━━━━━ EXCERPTED DATA ━━━━━

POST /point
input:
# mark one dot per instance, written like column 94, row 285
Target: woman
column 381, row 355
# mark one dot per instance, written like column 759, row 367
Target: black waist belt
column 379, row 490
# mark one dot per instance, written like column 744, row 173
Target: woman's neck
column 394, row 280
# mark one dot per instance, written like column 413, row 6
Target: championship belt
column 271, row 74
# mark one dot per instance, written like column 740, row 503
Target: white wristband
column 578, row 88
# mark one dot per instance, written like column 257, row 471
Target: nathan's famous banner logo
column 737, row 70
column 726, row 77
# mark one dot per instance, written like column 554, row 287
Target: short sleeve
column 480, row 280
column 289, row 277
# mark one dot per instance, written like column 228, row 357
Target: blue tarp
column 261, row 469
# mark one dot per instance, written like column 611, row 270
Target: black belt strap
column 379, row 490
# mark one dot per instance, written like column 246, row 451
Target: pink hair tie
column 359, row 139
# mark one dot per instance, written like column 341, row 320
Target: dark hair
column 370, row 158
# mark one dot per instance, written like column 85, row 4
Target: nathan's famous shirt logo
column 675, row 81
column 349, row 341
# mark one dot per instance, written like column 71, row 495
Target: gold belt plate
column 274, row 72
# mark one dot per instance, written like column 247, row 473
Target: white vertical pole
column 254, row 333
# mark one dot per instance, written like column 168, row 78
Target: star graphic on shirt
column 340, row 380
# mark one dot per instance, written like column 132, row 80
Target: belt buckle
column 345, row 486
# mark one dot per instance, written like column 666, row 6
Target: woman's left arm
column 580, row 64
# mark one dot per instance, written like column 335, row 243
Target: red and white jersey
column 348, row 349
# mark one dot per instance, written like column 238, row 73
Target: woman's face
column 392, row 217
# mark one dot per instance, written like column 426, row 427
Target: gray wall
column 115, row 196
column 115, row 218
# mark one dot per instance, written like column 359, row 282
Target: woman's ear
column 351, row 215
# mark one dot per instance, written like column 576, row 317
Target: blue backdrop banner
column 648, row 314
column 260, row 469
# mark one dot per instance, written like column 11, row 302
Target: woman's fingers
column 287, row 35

━━━━━
━━━━━ EXCERPTED DATA ━━━━━

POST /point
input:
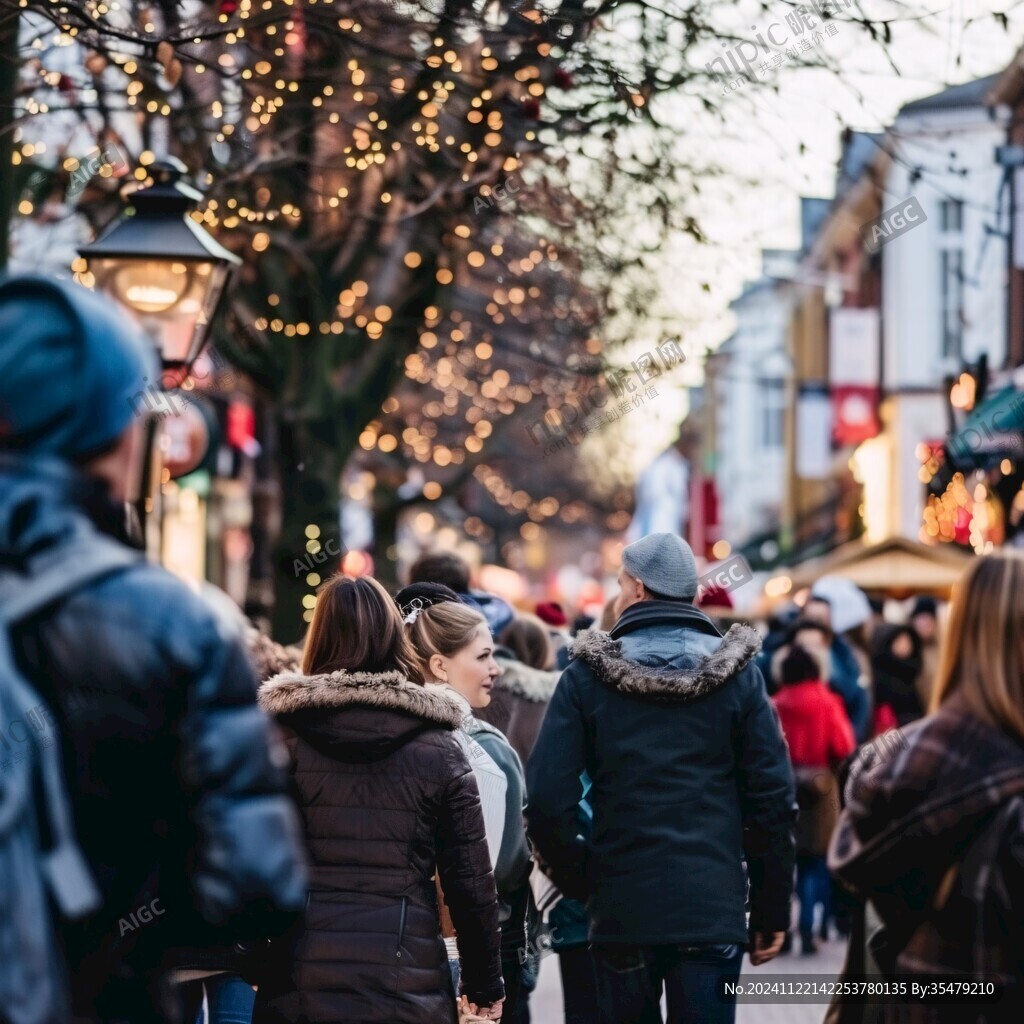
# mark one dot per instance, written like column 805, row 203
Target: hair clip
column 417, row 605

━━━━━
━━━━━ EXCERPTED DATA ━━━━━

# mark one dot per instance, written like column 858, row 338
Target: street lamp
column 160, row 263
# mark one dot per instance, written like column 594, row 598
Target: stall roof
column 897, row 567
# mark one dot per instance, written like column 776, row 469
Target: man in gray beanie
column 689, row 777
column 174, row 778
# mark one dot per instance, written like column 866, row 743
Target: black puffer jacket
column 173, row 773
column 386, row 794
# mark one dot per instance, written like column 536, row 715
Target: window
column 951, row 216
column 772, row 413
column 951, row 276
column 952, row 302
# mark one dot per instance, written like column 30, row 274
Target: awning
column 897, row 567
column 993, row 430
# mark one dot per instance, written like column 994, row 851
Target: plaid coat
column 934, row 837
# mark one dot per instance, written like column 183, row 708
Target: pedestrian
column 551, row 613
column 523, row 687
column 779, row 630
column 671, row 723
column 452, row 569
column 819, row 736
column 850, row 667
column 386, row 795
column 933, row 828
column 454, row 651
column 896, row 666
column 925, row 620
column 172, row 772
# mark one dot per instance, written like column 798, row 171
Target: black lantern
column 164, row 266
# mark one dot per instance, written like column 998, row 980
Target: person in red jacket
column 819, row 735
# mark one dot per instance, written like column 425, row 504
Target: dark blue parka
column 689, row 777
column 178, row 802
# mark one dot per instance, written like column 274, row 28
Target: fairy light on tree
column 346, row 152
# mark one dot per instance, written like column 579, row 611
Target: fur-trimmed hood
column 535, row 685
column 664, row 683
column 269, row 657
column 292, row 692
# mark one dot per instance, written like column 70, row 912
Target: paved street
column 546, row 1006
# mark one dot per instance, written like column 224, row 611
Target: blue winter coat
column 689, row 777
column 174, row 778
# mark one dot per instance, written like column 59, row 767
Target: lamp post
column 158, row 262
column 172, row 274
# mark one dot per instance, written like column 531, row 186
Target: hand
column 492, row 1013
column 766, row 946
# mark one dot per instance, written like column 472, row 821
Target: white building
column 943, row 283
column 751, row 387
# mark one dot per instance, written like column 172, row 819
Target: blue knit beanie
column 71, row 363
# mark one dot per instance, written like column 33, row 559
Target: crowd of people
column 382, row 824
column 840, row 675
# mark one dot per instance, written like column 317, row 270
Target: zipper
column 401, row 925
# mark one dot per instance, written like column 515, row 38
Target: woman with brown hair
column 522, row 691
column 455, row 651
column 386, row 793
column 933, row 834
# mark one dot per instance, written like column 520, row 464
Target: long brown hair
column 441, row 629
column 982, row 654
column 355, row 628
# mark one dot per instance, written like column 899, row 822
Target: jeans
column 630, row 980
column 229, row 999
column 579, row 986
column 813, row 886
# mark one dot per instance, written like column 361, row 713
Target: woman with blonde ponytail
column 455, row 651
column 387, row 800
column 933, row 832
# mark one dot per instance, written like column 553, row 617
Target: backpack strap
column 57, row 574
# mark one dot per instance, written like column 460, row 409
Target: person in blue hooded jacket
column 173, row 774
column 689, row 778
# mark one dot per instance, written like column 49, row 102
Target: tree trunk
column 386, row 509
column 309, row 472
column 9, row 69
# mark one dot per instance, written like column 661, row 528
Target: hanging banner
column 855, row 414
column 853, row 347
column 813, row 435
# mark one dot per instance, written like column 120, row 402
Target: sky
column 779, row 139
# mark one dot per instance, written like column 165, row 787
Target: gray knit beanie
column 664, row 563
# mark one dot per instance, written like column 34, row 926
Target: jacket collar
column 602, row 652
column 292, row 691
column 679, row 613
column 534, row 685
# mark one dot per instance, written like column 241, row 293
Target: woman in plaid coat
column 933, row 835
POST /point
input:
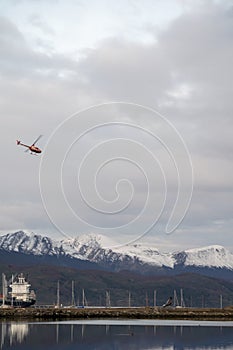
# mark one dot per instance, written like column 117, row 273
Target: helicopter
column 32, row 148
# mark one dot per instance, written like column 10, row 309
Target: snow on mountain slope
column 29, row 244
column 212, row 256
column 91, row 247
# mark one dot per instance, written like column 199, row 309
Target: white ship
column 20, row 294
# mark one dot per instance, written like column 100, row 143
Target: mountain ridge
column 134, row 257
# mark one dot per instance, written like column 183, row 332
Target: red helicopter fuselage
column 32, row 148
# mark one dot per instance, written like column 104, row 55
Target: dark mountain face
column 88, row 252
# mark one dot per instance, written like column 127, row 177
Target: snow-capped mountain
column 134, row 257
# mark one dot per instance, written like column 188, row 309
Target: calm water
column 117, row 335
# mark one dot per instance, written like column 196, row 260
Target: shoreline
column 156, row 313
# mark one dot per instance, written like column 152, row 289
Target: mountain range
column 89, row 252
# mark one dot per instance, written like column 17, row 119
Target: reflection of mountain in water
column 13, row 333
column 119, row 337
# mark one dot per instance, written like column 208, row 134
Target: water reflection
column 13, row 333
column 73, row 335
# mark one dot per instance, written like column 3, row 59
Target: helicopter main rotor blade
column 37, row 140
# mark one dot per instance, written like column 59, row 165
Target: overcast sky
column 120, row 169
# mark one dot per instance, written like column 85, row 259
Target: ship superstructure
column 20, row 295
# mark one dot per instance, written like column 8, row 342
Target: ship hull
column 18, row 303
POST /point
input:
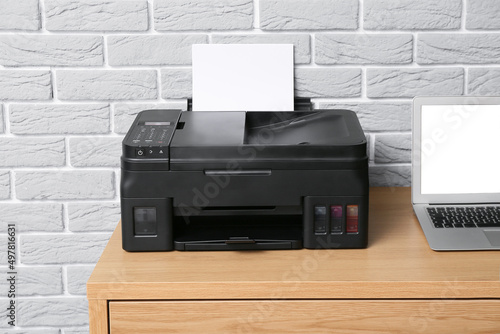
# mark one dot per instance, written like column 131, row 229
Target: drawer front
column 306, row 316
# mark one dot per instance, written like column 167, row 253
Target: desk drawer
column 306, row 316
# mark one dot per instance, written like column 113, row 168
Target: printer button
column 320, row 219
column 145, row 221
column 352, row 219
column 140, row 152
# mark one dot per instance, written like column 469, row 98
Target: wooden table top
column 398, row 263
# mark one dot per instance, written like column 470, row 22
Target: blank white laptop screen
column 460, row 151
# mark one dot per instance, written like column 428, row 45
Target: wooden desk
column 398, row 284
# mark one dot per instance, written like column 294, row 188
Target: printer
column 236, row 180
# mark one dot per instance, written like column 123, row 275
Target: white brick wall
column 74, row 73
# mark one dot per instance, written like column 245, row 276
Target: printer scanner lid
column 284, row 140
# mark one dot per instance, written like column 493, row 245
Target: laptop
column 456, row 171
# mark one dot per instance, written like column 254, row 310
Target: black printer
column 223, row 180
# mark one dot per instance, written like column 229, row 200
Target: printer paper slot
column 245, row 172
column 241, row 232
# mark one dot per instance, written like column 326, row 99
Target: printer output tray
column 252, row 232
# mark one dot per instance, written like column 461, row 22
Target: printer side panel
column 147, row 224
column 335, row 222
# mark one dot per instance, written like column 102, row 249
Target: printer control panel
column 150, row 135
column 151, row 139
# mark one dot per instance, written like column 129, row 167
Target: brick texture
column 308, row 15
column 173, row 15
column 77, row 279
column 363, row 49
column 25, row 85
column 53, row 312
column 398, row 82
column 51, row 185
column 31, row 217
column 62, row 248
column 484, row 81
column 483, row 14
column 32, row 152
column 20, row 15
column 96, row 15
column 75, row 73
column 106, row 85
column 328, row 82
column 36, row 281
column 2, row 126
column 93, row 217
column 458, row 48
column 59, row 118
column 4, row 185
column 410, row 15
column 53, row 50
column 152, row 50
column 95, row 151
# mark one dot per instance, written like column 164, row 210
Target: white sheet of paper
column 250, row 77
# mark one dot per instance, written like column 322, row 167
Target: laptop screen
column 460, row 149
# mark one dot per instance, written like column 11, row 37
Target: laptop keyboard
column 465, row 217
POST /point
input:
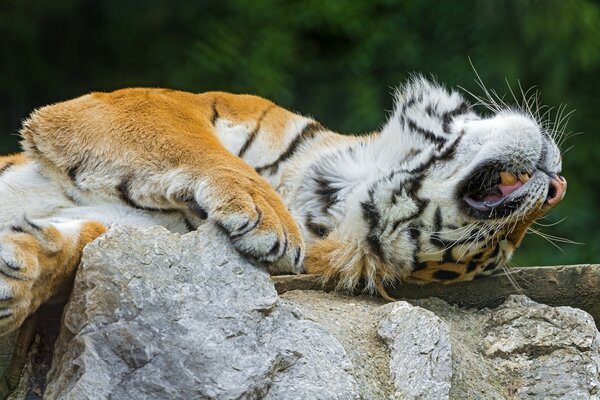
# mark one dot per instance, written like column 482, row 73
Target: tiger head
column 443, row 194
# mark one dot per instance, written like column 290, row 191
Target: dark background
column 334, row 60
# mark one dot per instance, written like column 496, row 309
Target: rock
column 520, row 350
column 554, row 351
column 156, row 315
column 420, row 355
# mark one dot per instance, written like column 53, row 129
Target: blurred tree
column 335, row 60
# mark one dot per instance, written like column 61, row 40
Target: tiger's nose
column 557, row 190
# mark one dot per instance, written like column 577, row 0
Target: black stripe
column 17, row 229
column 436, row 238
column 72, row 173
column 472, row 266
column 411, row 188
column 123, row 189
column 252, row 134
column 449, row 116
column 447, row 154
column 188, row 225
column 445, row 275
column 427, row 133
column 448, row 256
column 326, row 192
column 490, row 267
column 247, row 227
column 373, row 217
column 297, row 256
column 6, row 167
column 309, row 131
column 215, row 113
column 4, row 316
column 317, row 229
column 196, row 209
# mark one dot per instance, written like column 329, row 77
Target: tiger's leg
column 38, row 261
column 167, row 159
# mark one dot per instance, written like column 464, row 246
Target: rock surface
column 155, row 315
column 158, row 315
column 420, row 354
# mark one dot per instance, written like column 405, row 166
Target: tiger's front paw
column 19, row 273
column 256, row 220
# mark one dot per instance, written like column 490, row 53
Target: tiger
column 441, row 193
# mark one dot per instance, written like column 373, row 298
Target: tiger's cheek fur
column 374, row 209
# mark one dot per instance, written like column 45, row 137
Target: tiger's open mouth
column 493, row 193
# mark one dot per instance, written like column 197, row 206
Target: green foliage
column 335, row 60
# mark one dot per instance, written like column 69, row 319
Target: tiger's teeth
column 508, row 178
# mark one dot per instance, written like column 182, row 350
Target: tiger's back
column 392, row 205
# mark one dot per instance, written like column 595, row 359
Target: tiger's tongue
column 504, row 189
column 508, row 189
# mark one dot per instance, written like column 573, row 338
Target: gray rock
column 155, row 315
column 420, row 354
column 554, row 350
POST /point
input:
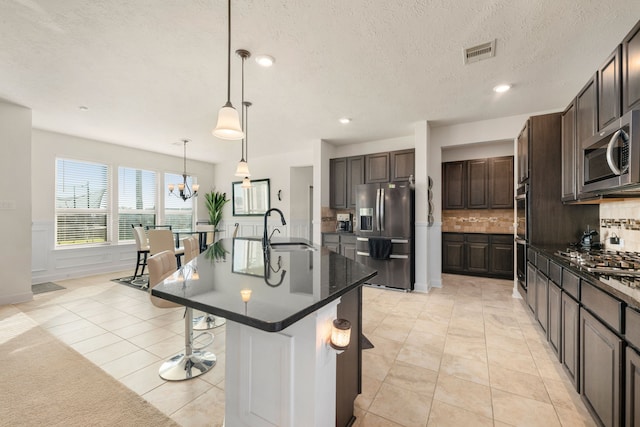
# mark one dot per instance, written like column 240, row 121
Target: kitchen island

━━━━━

TASK REQUIREMENTS:
Above are some entries. Restate word for word the lines from the one holding "# mark one dot per instance, written like column 197, row" through the one holding "Target: kitchen island", but not the pictures.

ANSWER FOR THIS EXERCISE:
# mark one dot per instance, written like column 197, row 206
Target: green foliage
column 335, row 60
# mark one dot per instance, written like column 69, row 319
Target: tiger's teeth
column 508, row 178
# mark one dot per instance, written like column 182, row 350
Target: tiger's back
column 392, row 205
# mark one dot per instance, written like column 595, row 359
Target: tiger's tongue
column 504, row 189
column 508, row 189
# mark one dot per instance, written like column 573, row 338
Target: gray rock
column 155, row 315
column 420, row 354
column 554, row 350
POST /point
input:
# mark one dot per instance, written like column 240, row 121
Target: kitchen island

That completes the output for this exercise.